- **DATASET ROWS**
# # # # #
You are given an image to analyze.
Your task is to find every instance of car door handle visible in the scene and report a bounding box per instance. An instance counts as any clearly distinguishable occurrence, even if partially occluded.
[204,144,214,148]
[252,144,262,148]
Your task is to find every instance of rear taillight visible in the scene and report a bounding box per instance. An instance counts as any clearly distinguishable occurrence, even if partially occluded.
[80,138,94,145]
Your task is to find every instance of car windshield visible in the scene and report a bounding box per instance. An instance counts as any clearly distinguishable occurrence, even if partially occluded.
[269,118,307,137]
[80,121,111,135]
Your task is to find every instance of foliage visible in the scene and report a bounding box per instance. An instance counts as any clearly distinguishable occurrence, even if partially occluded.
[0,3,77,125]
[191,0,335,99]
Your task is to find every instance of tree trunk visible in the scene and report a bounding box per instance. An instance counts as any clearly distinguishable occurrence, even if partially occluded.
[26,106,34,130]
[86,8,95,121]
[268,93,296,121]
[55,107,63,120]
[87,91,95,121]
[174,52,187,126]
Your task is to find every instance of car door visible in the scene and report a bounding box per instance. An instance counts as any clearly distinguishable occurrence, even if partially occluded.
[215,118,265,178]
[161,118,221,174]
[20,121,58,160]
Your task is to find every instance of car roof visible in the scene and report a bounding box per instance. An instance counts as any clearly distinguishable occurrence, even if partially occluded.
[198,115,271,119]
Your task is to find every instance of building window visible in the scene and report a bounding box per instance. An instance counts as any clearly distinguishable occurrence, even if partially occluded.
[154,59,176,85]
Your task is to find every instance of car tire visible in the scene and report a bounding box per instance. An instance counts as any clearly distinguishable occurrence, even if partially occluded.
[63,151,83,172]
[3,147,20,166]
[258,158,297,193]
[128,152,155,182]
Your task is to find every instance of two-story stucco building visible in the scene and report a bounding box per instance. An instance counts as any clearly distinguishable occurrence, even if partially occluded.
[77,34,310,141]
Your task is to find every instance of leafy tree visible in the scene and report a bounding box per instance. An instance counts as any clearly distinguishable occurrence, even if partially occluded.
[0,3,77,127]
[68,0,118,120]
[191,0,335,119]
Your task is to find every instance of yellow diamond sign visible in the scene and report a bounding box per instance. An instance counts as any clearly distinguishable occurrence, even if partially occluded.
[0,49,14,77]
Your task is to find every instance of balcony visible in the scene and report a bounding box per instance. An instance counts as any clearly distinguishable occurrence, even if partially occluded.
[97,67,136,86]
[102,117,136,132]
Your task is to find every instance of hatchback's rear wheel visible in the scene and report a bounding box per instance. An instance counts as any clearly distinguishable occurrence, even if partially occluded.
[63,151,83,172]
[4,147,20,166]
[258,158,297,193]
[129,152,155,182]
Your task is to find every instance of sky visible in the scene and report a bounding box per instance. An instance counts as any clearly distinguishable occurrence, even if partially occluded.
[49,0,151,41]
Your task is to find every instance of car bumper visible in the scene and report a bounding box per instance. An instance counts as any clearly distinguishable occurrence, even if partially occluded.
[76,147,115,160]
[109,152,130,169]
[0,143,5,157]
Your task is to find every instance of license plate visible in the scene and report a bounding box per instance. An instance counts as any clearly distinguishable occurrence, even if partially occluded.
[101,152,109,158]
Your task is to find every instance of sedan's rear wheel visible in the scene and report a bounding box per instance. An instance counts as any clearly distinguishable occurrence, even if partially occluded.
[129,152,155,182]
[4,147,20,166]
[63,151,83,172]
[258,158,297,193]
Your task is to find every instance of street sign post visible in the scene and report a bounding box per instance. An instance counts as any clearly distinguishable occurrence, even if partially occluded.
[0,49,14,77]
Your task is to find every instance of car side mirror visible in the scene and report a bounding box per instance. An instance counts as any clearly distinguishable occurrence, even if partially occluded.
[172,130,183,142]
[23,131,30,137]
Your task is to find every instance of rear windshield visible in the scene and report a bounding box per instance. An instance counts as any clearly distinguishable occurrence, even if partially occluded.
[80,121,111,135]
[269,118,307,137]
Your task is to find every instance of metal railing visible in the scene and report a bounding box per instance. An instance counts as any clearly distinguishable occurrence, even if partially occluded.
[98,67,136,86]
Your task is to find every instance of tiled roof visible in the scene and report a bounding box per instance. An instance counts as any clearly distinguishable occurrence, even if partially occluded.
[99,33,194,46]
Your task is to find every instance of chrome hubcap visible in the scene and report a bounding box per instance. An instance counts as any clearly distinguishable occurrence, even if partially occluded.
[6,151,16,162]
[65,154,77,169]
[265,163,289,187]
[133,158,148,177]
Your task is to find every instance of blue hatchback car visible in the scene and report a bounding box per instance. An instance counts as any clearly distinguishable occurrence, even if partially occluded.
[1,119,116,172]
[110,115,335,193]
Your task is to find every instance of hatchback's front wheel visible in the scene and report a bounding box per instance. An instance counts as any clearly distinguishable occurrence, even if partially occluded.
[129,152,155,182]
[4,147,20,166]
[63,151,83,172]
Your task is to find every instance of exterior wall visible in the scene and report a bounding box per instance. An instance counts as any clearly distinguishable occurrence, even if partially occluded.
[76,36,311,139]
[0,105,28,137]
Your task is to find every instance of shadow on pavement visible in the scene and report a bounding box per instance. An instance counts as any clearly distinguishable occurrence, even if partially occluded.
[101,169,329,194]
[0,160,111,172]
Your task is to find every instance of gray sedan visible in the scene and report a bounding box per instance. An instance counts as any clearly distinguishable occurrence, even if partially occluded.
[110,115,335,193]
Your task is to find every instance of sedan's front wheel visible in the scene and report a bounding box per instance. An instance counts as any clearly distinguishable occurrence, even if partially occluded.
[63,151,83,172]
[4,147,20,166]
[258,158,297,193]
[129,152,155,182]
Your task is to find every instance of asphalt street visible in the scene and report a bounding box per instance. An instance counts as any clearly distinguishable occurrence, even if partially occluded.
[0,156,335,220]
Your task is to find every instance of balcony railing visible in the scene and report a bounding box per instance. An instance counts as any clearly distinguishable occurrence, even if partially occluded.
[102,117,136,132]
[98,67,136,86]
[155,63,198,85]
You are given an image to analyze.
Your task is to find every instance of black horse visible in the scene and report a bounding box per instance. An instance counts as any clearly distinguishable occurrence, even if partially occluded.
# # # # #
- **GOAL**
Return every row above verbatim, in the same order.

- **REPLY TO THE EXERCISE**
You are given an image to analyze.
Your task is to find every instance of car door handle visible in the scene and report a bounding box per instance. An instance counts as any clearly distinguishable occurrence, even if partially occluded.
[204,144,214,148]
[252,144,262,148]
Your task is to find every instance of rear taillight visible in the scene and report a bounding box per instance. An instance counts as any clearly distinguishable occurrence, even if partially occluded.
[80,138,94,145]
Your task is to find every instance of car windshield visible in the scene and report a bounding box per instance. An instance counts as any clearly distinguishable occurrence, even if partially occluded.
[269,118,307,137]
[80,121,111,135]
Your task is to find every instance of foliage visible in the scene and report a bounding box per instance. An instance counts as any clearly distinguishable occurrence, even if partially occluded.
[0,3,77,125]
[191,0,335,99]
Your task is to find every instance of tree trunk visible in the scene and report a bounding box per instance. An instance counts as any clearly distinguishable occurrence, even if partially occluded.
[26,106,34,130]
[86,8,95,121]
[268,93,296,121]
[55,107,63,120]
[87,91,95,121]
[174,52,187,126]
Your task is to find every instance of car door visible in the scene and report a bounding box per instance. An instance counts as any clearly distinguishable occurrence, even if partially occluded.
[215,118,265,178]
[161,118,221,174]
[20,121,58,160]
Your task is to find every instance of car roof visible in the scene and report a bounding box per instance. An instance counts as any clearly distinguishable occurrence, even if partially occluded.
[198,115,271,119]
Your task is to find every instance of building window visible in the scene and report a bounding box per instance. An instance counts as any clearly distinguishable occurrence, even if partially occluded.
[154,59,176,85]
Your task is to find every instance of car tire visible in the scene and report a bounding box per instance. An instance counts as any clearly distinguishable occurrence, even if partially occluded.
[63,151,83,172]
[3,147,20,166]
[258,158,297,193]
[128,152,155,182]
Your task is to find every instance of two-story stucco building visible in the scene and report a bounding box per instance. An instance counts as any clearly distinguishable occurrence, even if partially occluded.
[77,34,310,141]
Your task is to find every instance of leafy tree visible in the scene and report a bounding box per instance. An instance counts as any clearly distinguishable occurrence, even if partially occluded.
[0,3,77,127]
[68,0,118,120]
[191,0,335,119]
Your task is to find every instance of yellow diamond sign visible in the scene and report a bounding box per instance. An instance counts as any clearly distinguishable occurrence, even if partially occluded.
[0,49,14,77]
Your task is to find every instance of balcony visible in the scene and report a bounding box per instance. An instance counts as any clearly distinguishable occurrence, even if partially occluded.
[97,67,136,86]
[102,117,136,132]
Your task is to find every instance of hatchback's rear wheel visible in the scene and report a bounding box per instance. An instance counts as any clearly distinguishable occurrence, even if partially occluded.
[63,151,83,172]
[4,147,20,166]
[258,158,297,193]
[129,152,155,182]
Your task is to find every instance of sky visible in the scene and report a bounding box per instance. An instance counts as any clearly distinguishable occurrence, even if partially occluded.
[49,0,151,41]
Your task is to find every instance of car bumper visible in the scene and report a bounding box per instance. An instance counts as any clearly distinguishable occurrence, even if partially occluded.
[76,147,115,160]
[109,152,130,169]
[0,143,5,157]
Your task is to find every instance of license plate visible in the scene and report a bounding box per instance. An instance counts as any clearly distinguishable occurrence, even if partially occluded.
[101,152,109,158]
Your task is to find every instance of sedan's rear wheel visible in the scene and report a bounding box per instance. An instance counts as any clearly distinguishable occurrence, even if partially occluded.
[129,152,155,182]
[4,147,20,166]
[63,151,83,172]
[258,158,297,193]
Your task is to find every instance of street sign post visible in the scene and report a bounding box per instance. An instance counts as any clearly distinguishable occurrence, even if partially occluded.
[0,49,14,77]
Your task is to find every instance of car side mirror visible in the scene and report a bounding box per instance. An instance counts as any clearly distinguishable occurrence, even if partially occluded.
[172,130,183,142]
[23,131,30,137]
Your task is to find every instance of rear windshield visible in the scene and report a bounding box per instance. An instance counts as any clearly distinguishable occurrence, even if partially occluded.
[80,121,111,135]
[269,118,307,137]
Your task is to find every instance of metal railing visible in the scene and report a bounding box per instance. An instance counts as any clearly distinguishable occurrence, even if partially occluded.
[98,67,136,86]
Your task is to find every instance of tiled roof visible in the scene and report a bounding box per instance. An instance counts as any clearly distinguishable occurrence, even if partially occluded.
[99,33,194,46]
Your task is to find every instance of chrome hubcap visible in the scene and report a bounding box per instance. An instance counts as any clearly distinguishable occurrence, even if partially occluded.
[6,151,16,162]
[65,154,77,169]
[265,163,289,187]
[133,158,148,177]
Your task is to find every instance of blue hatchback car visible in the scene and report a bounding box per instance. An instance counts as any clearly distinguishable occurrence, even if partially occluded.
[1,119,116,172]
[110,115,335,193]
Your task is to find every instance of hatchback's front wheel visible in the scene and report a bounding box per instance. An instance counts as any clearly distinguishable occurrence, even if partially occluded.
[129,152,155,182]
[4,147,20,166]
[63,151,83,172]
Your task is to find every instance of exterior wall visible in the scene and report a bounding box per instance. An instance counts as any clearly distinguishable occurrence, even if partially occluded.
[76,36,311,139]
[0,105,28,137]
Your task is to find every instance of shadow on pavement visible in the scene and report a bounding box per instance. An instance counts as any clearly distinguishable occurrence, even if partially occluded.
[101,169,329,194]
[0,160,111,172]
Your task is to find every instance of gray sedan visible in the scene and report a bounding box per instance. An instance counts as any clearly distinguishable occurrence, even if partially occluded.
[110,115,335,193]
Your task is to find every instance of sedan's front wheel visible in the scene and report a bounding box per instance. An instance counts as any clearly distinguishable occurrence, even if partially occluded.
[63,151,83,172]
[4,147,20,166]
[258,158,297,193]
[129,152,155,182]
Your task is to find every instance of asphalt street visible in the scene and report a bounding box per instance. An instance counts as any clearly distinguishable occurrence, even if partially occluded.
[0,156,335,220]
Your task is to find every instance of balcony railing visible in the scene and report a bounding box per instance. An instance counts as any clearly distinguishable occurrence, even if partially occluded.
[102,117,136,132]
[98,67,136,86]
[155,63,198,85]
You are given an image to analyze.
Your task is to find every instance of black horse visible in the scene and report a bounding box per instance. An instance counts as any clearly distinguishable occurrence, even if partially occluded.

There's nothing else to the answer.